REQUIRED ACTION: Please find every line in the material that contains the string "negative", and copy each of those lines.

GIVEN ENTRIES:

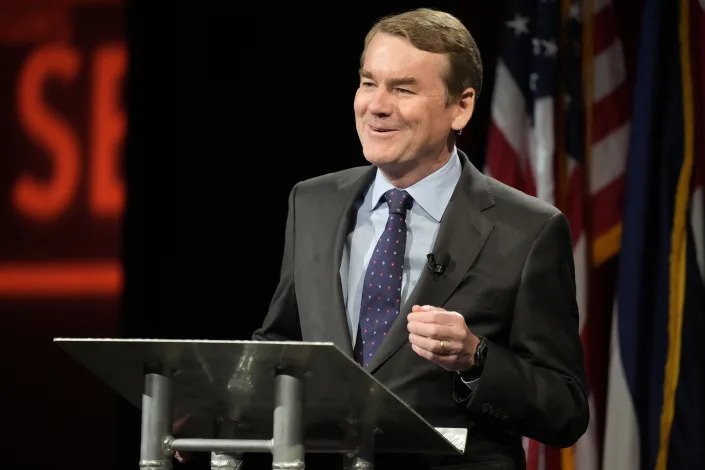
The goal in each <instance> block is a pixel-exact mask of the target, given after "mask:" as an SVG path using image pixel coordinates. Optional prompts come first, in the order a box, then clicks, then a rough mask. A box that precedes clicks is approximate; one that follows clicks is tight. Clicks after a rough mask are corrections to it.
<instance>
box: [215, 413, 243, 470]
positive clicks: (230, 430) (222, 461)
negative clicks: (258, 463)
mask: <svg viewBox="0 0 705 470" xmlns="http://www.w3.org/2000/svg"><path fill="white" fill-rule="evenodd" d="M240 434H241V433H240V430H239V428H238V426H237V423H235V422H233V421H230V420H228V419H223V418H220V419H218V420H216V423H215V436H216V438H218V439H239V438H240V437H241V436H240ZM241 468H243V461H242V454H240V453H226V452H211V470H240V469H241Z"/></svg>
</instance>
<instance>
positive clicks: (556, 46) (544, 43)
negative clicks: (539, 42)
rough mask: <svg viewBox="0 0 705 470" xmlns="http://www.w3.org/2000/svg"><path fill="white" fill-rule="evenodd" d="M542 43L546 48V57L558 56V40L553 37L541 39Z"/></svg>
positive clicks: (545, 49) (544, 48) (545, 55)
mask: <svg viewBox="0 0 705 470" xmlns="http://www.w3.org/2000/svg"><path fill="white" fill-rule="evenodd" d="M541 45H542V46H543V48H544V55H545V56H546V57H551V58H553V57H556V54H557V53H558V45H556V41H554V40H553V39H551V40H550V41H544V40H541Z"/></svg>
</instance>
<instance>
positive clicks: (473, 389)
mask: <svg viewBox="0 0 705 470" xmlns="http://www.w3.org/2000/svg"><path fill="white" fill-rule="evenodd" d="M481 378H482V377H478V378H476V379H472V380H465V379H463V378H462V377H460V381H461V382H463V383H464V384H465V385H467V386H468V387H469V388H470V390H472V391H473V392H474V391H475V390H477V387H479V385H480V379H481Z"/></svg>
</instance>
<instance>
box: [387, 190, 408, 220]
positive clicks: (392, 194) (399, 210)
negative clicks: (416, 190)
mask: <svg viewBox="0 0 705 470" xmlns="http://www.w3.org/2000/svg"><path fill="white" fill-rule="evenodd" d="M384 198H385V199H386V200H387V204H388V205H389V212H390V213H394V214H400V215H402V216H405V215H406V210H407V209H409V208H411V205H412V204H413V203H414V198H413V197H411V195H410V194H409V193H407V192H406V191H404V190H401V189H390V190H389V191H387V192H386V193H384Z"/></svg>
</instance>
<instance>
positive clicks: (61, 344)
mask: <svg viewBox="0 0 705 470" xmlns="http://www.w3.org/2000/svg"><path fill="white" fill-rule="evenodd" d="M54 342H55V343H56V344H57V345H58V346H60V347H61V348H62V349H64V350H65V351H66V352H67V353H68V354H69V355H71V356H72V357H73V358H74V359H76V360H77V361H78V362H81V363H82V364H83V365H84V366H85V367H86V368H87V369H88V370H89V371H91V372H92V373H94V374H95V375H97V376H98V377H99V378H101V379H102V380H103V381H104V382H106V384H107V385H108V386H110V387H111V388H113V389H114V390H115V391H117V392H118V393H120V394H121V395H122V396H123V397H125V398H126V399H127V400H128V401H130V402H132V403H133V404H135V405H136V406H138V407H140V408H141V411H142V423H141V441H140V461H139V468H140V469H141V470H167V469H170V468H171V463H172V457H173V455H174V452H175V451H196V452H199V451H200V452H211V469H230V470H234V469H239V468H241V466H242V454H244V453H252V452H260V453H271V454H272V468H273V469H280V470H285V469H286V470H303V469H304V468H305V454H306V452H307V451H310V452H336V453H342V454H343V455H344V462H345V463H344V465H345V468H346V469H347V470H372V469H373V462H374V453H375V452H377V451H381V452H399V451H403V452H409V453H412V452H417V453H418V452H428V453H445V454H447V453H455V454H458V453H463V452H464V449H465V445H466V440H467V430H466V429H456V428H434V427H432V426H431V425H430V424H429V423H427V422H426V421H425V420H424V419H423V418H422V417H421V416H420V415H418V414H417V413H416V412H415V411H414V410H412V409H411V408H410V407H408V405H406V404H405V403H404V402H403V401H402V400H400V399H399V398H398V397H396V396H395V395H394V394H393V393H391V392H390V391H389V390H388V389H386V388H385V387H384V386H383V385H382V384H381V383H380V382H378V381H377V380H376V379H375V378H374V377H373V376H371V375H370V374H368V373H367V372H366V371H364V369H362V368H361V367H360V366H359V365H358V364H357V363H356V362H354V361H353V360H352V359H351V358H349V357H347V356H346V355H345V354H343V353H342V352H341V351H340V350H339V349H338V348H337V347H335V345H334V344H333V343H307V342H288V341H281V342H261V341H211V340H160V339H112V338H101V339H92V338H55V339H54ZM307 382H309V383H310V384H311V385H312V386H311V387H308V388H307ZM331 382H332V384H331ZM267 389H271V396H270V391H269V390H267ZM345 399H348V402H347V403H345ZM316 400H318V404H317V405H311V406H309V407H308V408H306V406H307V403H311V402H313V401H316ZM179 408H180V411H178V412H177V411H176V410H177V409H179ZM178 413H181V414H182V415H190V414H196V415H199V416H207V417H209V418H212V419H213V423H214V426H215V429H214V437H212V438H191V437H188V438H186V437H183V438H182V437H174V436H173V435H172V433H173V422H174V419H175V418H176V419H178V418H179V417H180V416H181V415H179V414H178ZM307 416H308V419H307ZM307 425H310V426H311V428H310V429H308V430H307ZM315 426H319V427H320V429H319V430H316V429H315ZM337 430H340V434H338V433H337ZM307 431H308V433H309V434H310V436H307ZM316 432H318V435H316ZM246 434H250V435H251V436H252V437H253V438H242V436H243V435H246Z"/></svg>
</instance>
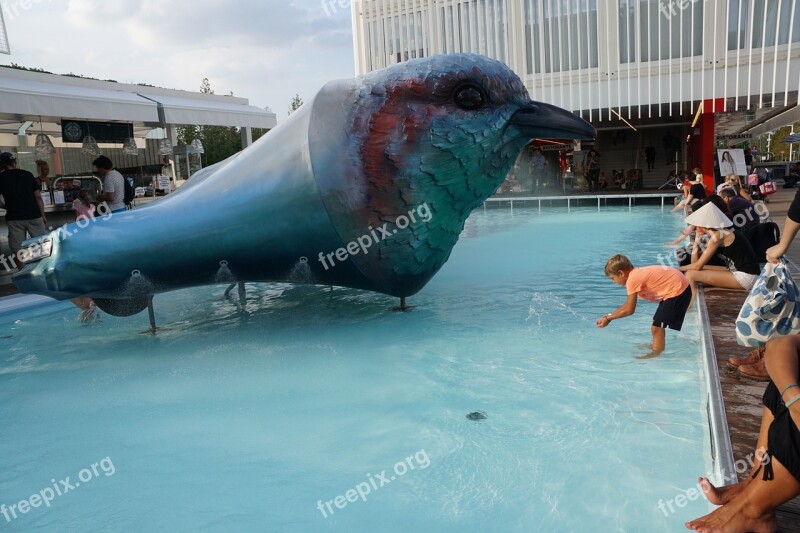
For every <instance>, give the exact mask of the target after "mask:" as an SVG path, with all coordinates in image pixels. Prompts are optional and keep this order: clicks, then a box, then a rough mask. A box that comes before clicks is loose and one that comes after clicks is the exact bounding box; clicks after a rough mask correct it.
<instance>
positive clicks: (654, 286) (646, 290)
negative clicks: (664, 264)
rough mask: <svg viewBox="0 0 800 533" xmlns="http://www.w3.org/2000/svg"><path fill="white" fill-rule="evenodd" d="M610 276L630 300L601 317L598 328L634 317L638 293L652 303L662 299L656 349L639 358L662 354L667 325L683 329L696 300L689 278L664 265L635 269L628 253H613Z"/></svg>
mask: <svg viewBox="0 0 800 533" xmlns="http://www.w3.org/2000/svg"><path fill="white" fill-rule="evenodd" d="M605 273H606V276H608V277H609V278H611V281H613V282H614V283H616V284H617V285H623V286H624V287H625V288H626V289H627V291H628V299H627V300H625V303H624V304H622V305H621V306H620V307H618V308H617V309H615V310H614V311H612V312H611V313H608V314H607V315H603V316H602V317H600V318H599V319H598V320H597V327H598V328H604V327H606V326H607V325H609V324H610V323H611V321H612V320H615V319H617V318H622V317H626V316H630V315H632V314H633V313H635V312H636V299H637V296H638V297H640V298H642V299H644V300H648V301H651V302H659V304H658V309H656V314H655V315H653V325H652V327H651V328H650V332H651V333H652V334H653V348H652V351H651V352H650V353H649V354H646V355H643V356H641V357H638V359H650V358H651V357H658V356H659V355H661V352H663V351H664V348H665V347H666V344H667V341H666V336H667V335H666V331H667V330H666V328H670V329H674V330H675V331H680V330H681V326H682V325H683V318H684V317H685V316H686V310H687V309H688V308H689V304H690V303H691V301H692V289H691V287H690V286H689V280H687V279H686V276H684V275H683V272H681V271H680V270H678V269H677V268H671V267H666V266H661V265H654V266H647V267H639V268H634V266H633V264H632V263H631V261H630V259H628V258H627V257H625V256H624V255H621V254H617V255H614V256H612V257H611V258H610V259H609V260H608V262H607V263H606V269H605Z"/></svg>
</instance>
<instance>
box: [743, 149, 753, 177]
mask: <svg viewBox="0 0 800 533" xmlns="http://www.w3.org/2000/svg"><path fill="white" fill-rule="evenodd" d="M744 165H745V166H746V167H747V169H746V170H747V173H748V174H750V171H751V170H753V152H751V151H750V148H745V149H744Z"/></svg>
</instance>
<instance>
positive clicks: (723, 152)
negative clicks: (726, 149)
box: [717, 148, 747, 177]
mask: <svg viewBox="0 0 800 533" xmlns="http://www.w3.org/2000/svg"><path fill="white" fill-rule="evenodd" d="M717 164H719V174H720V176H722V177H725V176H727V175H728V174H736V175H738V176H746V175H747V165H745V164H744V150H742V149H741V148H737V149H734V150H717Z"/></svg>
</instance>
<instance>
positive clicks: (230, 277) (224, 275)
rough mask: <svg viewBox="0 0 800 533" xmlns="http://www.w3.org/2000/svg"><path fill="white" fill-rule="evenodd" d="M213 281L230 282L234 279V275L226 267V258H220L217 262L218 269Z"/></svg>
mask: <svg viewBox="0 0 800 533" xmlns="http://www.w3.org/2000/svg"><path fill="white" fill-rule="evenodd" d="M214 281H215V282H217V283H232V282H234V281H236V277H235V276H234V275H233V272H231V269H230V268H228V262H227V261H226V260H224V259H223V260H222V261H220V262H219V270H217V274H216V275H215V276H214Z"/></svg>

TASK OUTPUT:
negative clicks: (258, 463)
negative clicks: (539, 42)
negative clicks: (416, 190)
negative clicks: (664, 264)
negative clicks: (726, 149)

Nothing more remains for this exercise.